**Job 1**
Reproduce the passage of the forum thread about felling a large oak from "Out here we" to "aggiewoodbutchr (May 26, 2008)".

**Extract to read**
++++++++++

# Large Oak



## Backwoods (May 25, 2008)

The wind blew. A limb fell. I got a call.
This first tree is 60" at chest high, and has a 50' straight section which tapers down to about 36". Age estimate of 350 yrs. Over the last 10 years, it has started a steady lean towards the 150-year-old farm house. I called in back up for this one. An old faller friend has one of those rail saws that you see here. He will bust them into quarters. To close to the house to pop it apart with powder.







This much smaller trees roots tipped up and it leaned into the next tree. Both are coming down in the morning when the tree service arrives. I will be there with the mill.


----------



## dustytools (May 25, 2008)

SWEET!! Dont forget the camera.


----------



## Trigger-Time (May 25, 2008)

What kind of Oak is that?


----------



## Backwoods (May 26, 2008)

California black oak (Quercus Kelloggii) It is in the red Oak group of species.
Out here we just call it black oak.

I broke my camera this last week, But my youngest boy loaned me his "as long as I take real good care of it"


----------



## aggiewoodbutchr (May 26, 2008)

opcorn:opcorn:opcorn:


----------



## Backwoods (May 26, 2008)

The tree is down. The firewood bucked and moved. The logs have been bucked to length, Limbs and knots trimmed, the over sized logs have been quartered, the ends sealed, and the logs decked. The boys camera glitched and I lost all of the pictures of the tree coming down and the rest are not very good.

End of log sealed




Half log




84 with a 42" bar
Left the 90 at home




15' log split in half.




When the tree started coming down the owner got sentimental and decided to leave a 30’ stump in hopes that the tree will bush out. So the largest log we got was 15’ long, 42” on the small end 48” on the large end. We found one insulator, and 2 rotten limbs that went about 4’ and 6’ deep. We also got two 8’ logs that needed quartered. And seven others that are between 8’ and 12’. I will get away with only setting the mill up in three locations to get all of the logs milled.

++++++++++

(Entries from a point annotation set)
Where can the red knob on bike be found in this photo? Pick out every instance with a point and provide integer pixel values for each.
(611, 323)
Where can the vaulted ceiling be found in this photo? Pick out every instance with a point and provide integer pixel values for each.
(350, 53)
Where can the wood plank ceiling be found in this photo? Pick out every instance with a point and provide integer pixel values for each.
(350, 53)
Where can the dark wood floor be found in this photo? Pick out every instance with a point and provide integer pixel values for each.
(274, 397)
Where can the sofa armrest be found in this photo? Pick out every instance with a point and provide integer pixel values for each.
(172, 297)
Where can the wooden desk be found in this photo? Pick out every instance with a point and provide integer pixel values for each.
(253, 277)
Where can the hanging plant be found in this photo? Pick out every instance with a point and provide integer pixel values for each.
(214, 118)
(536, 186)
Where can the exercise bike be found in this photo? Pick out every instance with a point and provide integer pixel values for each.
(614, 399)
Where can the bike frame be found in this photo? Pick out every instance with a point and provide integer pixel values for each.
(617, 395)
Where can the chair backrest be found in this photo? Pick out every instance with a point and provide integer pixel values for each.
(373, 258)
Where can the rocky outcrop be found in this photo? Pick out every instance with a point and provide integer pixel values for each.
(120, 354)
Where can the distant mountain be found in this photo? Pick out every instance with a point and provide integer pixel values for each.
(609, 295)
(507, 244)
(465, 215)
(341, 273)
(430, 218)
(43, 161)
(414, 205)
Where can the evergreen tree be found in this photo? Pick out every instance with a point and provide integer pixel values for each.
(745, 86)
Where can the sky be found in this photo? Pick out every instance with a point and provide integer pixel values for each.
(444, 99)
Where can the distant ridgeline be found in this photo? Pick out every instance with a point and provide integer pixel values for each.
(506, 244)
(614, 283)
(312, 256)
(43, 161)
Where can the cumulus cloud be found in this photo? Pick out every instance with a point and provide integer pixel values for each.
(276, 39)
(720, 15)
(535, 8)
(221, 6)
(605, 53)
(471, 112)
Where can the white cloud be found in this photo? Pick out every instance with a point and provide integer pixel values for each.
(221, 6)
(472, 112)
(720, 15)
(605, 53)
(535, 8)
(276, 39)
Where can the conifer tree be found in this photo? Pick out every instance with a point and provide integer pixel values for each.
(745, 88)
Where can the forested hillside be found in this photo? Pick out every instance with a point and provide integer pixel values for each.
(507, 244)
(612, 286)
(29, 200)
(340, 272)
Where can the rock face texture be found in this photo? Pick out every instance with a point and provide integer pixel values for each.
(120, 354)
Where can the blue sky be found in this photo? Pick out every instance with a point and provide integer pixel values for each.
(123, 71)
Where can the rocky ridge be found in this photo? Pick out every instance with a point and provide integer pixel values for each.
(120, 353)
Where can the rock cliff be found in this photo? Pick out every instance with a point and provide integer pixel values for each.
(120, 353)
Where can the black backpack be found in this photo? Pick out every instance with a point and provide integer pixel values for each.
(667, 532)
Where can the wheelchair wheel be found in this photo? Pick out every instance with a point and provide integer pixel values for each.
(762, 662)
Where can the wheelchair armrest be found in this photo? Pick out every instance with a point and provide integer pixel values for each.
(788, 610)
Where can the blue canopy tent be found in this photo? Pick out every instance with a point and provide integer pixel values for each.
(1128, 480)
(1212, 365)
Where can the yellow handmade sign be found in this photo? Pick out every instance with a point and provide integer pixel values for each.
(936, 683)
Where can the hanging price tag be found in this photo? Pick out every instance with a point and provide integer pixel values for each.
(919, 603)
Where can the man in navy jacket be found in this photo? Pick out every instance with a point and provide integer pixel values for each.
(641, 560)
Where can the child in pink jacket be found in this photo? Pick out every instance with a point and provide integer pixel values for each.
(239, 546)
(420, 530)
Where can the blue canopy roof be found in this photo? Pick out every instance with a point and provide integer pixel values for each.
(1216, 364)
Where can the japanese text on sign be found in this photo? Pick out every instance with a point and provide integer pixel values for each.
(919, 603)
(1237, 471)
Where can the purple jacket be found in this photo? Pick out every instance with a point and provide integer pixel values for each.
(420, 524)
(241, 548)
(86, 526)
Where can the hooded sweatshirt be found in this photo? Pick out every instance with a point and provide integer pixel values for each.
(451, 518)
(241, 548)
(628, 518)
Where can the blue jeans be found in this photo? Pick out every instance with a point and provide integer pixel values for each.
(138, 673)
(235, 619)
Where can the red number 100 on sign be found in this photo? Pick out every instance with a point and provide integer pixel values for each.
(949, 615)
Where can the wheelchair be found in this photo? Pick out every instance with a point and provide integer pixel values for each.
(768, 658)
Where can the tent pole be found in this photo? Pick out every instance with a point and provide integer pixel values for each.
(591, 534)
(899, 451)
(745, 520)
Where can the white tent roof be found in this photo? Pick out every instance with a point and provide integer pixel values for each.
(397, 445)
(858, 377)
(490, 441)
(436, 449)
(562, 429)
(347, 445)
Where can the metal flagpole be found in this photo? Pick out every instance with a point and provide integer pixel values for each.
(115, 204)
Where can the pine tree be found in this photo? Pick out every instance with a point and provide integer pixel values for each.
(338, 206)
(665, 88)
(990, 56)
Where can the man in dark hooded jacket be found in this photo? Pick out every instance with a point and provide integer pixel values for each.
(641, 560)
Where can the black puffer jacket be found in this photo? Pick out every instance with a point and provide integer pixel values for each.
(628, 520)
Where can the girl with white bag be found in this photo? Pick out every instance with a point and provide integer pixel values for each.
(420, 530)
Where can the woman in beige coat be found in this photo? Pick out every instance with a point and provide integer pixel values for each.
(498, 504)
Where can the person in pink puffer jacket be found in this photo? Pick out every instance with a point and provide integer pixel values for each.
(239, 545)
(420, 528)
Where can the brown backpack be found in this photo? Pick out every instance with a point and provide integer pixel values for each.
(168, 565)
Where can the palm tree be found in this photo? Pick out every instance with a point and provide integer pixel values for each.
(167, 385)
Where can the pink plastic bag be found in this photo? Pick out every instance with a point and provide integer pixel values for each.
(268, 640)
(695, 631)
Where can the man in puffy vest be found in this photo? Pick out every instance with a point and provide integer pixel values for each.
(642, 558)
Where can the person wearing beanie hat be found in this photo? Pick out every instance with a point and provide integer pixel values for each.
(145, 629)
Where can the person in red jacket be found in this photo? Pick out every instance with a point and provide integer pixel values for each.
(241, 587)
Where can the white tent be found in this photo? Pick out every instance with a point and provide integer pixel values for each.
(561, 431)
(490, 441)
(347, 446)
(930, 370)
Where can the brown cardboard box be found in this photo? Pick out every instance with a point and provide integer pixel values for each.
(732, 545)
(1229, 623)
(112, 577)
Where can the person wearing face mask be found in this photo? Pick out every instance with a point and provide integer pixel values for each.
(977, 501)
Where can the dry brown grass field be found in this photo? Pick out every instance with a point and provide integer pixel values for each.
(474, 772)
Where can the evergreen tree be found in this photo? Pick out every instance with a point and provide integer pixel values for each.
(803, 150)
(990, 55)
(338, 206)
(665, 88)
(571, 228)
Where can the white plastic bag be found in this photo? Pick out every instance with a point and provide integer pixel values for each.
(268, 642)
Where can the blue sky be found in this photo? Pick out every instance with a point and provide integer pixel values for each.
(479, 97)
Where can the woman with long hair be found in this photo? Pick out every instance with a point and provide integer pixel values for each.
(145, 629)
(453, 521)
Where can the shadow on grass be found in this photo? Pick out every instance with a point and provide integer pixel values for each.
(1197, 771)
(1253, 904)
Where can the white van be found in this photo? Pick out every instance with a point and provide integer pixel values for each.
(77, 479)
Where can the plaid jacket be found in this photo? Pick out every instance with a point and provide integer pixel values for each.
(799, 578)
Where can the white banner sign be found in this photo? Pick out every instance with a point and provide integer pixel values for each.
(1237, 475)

++++++++++

**Job 2**
Return each line of the records that contains the word "wheelchair".

**Right answer 1**
Out here we just call it black oak.

I broke my camera this last week, But my youngest boy loaned me his "as long as I take real good care of it"


----------



## aggiewoodbutchr (May 26, 2008)

**Right answer 2**
Where can the wheelchair wheel be found in this photo? Pick out every instance with a point and provide integer pixel values for each.
Where can the wheelchair armrest be found in this photo? Pick out every instance with a point and provide integer pixel values for each.
Where can the wheelchair be found in this photo? Pick out every instance with a point and provide integer pixel values for each.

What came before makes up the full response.